* [YOUR TASK]
Exactly as they appear, output all of the records. Skip any images.

* [PROVIDED RECORDS]
-- Start --
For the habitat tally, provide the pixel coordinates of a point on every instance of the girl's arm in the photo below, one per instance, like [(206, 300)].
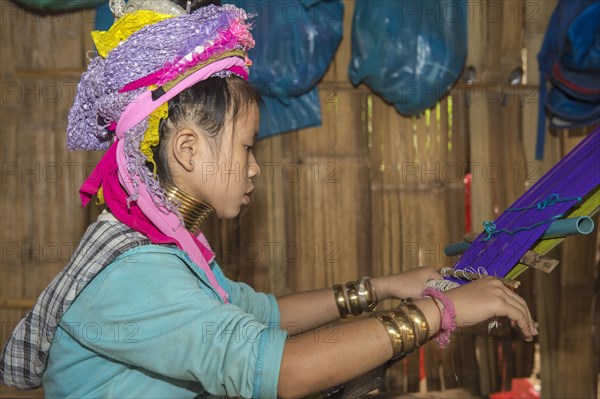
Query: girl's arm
[(305, 311), (313, 362)]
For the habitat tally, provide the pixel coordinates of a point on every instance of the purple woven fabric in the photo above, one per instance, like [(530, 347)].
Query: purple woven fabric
[(576, 175)]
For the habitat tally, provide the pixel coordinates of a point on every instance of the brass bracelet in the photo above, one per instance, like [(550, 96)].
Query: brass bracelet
-- End --
* [FINISHED TASK]
For the habitat tally, provide the pixel coordinates of a point on every instance of the girl's arm in the photo below, one per instance, like [(206, 300)].
Query: girl's arm
[(305, 311), (313, 362)]
For the habitat tally, provide the pixel coordinates of a point on every instance of the purple woven fabric in the photo above, one per instance, like [(530, 347)].
Query: purple woven fabric
[(576, 175)]
For the habitat tally, provide the pixel coordinates of a point on every instance of the brass bracelet in the photo above, one per instance, like [(550, 96)].
Query: brass bracelet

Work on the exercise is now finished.